======== Exercise inputs

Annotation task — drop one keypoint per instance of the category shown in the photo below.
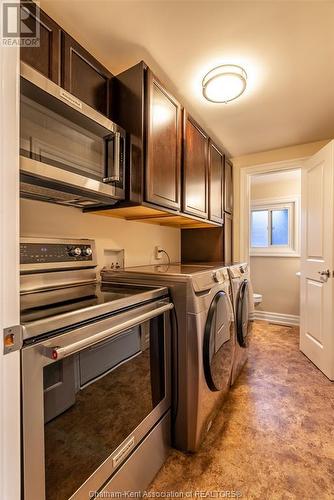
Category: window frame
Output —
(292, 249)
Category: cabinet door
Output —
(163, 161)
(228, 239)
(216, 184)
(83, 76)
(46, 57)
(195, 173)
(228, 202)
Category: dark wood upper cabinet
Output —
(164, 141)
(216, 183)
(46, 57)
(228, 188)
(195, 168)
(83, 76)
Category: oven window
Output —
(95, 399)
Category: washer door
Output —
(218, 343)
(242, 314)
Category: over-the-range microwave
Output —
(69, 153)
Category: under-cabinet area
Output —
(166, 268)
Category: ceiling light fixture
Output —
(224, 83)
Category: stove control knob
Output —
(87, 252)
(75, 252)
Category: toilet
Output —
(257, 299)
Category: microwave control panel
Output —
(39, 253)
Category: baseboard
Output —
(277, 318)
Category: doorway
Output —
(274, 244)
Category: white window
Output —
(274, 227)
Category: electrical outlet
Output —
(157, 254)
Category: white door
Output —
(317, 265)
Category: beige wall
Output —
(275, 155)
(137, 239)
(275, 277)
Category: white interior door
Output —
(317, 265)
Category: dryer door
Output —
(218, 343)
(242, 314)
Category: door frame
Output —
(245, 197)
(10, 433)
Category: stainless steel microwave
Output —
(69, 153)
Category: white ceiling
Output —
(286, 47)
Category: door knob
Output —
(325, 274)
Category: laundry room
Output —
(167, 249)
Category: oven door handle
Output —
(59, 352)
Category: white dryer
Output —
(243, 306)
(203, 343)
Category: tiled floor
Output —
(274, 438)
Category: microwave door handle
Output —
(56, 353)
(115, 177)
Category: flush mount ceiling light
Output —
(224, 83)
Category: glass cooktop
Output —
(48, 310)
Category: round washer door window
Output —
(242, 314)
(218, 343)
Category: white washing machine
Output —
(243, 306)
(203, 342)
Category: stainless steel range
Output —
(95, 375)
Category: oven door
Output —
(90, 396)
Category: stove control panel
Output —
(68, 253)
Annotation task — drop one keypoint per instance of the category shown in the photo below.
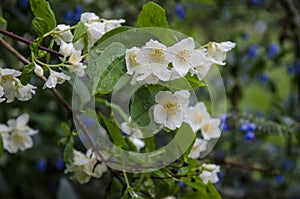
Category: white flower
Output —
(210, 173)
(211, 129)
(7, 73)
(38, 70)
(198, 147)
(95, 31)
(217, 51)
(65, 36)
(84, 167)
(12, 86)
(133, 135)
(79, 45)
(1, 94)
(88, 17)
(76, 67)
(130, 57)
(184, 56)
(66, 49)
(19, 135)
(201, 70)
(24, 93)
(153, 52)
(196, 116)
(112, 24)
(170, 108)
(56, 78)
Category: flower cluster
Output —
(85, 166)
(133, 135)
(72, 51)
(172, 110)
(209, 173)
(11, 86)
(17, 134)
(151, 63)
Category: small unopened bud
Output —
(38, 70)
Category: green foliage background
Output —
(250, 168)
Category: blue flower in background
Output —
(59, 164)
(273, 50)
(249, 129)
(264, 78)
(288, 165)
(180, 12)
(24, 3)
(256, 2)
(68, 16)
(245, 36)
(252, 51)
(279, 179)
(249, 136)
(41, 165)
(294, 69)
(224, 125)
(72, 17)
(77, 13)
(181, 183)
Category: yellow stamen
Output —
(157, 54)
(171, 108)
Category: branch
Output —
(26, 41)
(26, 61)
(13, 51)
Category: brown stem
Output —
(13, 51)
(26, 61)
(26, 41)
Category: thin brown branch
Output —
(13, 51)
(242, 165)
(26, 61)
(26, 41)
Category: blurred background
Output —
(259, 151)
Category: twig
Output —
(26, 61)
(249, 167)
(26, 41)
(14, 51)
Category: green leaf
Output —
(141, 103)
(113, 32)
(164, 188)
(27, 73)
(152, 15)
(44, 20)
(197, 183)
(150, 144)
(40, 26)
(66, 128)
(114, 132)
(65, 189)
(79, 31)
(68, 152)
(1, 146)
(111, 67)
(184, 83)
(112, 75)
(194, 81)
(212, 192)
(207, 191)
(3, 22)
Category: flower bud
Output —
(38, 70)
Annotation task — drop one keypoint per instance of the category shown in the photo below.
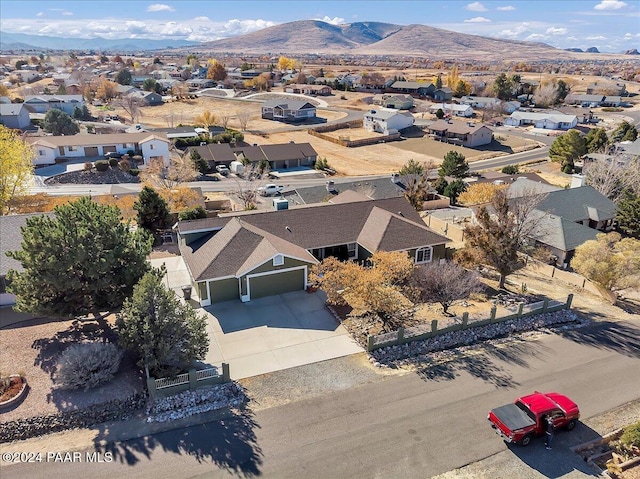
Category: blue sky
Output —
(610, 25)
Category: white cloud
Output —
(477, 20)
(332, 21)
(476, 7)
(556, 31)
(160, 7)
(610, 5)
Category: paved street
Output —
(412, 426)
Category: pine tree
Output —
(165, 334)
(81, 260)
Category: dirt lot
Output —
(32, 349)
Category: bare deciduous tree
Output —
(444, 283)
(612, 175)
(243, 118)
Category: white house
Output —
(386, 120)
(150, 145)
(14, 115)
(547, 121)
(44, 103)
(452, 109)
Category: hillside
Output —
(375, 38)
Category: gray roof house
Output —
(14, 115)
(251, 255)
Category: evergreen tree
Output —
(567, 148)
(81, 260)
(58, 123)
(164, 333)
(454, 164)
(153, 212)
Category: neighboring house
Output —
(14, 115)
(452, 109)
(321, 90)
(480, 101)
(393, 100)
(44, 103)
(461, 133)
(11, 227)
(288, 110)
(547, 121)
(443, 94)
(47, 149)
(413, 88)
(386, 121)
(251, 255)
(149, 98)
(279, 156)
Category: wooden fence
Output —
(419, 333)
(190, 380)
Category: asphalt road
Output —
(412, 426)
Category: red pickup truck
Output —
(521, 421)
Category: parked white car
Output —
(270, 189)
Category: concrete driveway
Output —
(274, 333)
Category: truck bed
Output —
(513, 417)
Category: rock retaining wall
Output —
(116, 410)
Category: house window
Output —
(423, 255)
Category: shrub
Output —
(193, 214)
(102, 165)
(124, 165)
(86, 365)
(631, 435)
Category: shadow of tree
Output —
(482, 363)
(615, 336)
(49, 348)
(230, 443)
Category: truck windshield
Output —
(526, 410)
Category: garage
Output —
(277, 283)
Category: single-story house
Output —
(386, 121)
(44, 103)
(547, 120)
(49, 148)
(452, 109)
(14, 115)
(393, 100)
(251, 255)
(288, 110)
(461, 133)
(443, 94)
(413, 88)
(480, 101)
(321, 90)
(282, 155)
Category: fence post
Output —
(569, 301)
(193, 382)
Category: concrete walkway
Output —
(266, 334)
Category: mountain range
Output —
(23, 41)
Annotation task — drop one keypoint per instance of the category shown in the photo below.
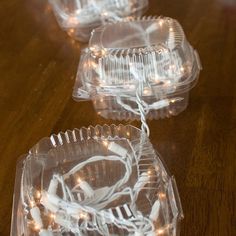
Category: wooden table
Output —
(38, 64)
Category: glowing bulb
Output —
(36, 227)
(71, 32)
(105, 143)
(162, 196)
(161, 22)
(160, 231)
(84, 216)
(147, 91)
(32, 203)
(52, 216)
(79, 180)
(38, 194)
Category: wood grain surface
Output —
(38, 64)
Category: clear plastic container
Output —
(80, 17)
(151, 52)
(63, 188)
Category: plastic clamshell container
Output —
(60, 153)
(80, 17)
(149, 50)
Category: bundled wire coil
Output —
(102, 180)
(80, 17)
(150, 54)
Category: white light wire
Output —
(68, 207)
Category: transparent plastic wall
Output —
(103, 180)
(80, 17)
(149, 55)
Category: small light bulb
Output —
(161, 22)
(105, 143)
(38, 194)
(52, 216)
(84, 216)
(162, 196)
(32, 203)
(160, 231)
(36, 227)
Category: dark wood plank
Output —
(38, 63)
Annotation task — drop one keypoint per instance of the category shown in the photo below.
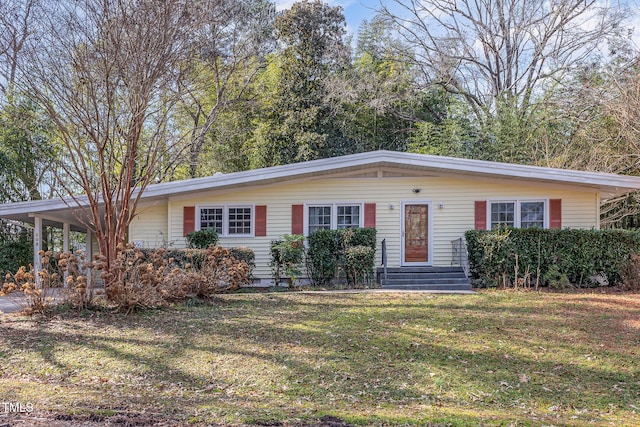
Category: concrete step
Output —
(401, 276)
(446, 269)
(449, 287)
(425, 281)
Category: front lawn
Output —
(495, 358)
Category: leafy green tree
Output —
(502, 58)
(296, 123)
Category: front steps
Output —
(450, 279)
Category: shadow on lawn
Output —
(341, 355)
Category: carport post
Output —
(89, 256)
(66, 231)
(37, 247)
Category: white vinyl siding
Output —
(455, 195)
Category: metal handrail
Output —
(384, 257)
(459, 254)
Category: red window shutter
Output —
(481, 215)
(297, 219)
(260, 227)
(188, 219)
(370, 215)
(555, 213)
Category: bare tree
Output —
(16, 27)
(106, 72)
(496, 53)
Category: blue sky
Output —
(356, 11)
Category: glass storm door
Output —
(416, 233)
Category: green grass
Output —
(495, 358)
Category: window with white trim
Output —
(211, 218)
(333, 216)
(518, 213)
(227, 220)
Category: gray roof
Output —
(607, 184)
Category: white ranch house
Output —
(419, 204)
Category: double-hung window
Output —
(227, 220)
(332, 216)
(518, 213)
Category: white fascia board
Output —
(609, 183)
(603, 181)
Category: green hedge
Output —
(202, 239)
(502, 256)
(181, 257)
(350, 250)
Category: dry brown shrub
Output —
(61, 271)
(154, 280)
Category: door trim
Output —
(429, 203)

================

• _Instructions to follow_:
Scan the material above for the string "frame" and copy every line that has it.

• _Answer for this exercise_:
Category: window frame
Category: door frame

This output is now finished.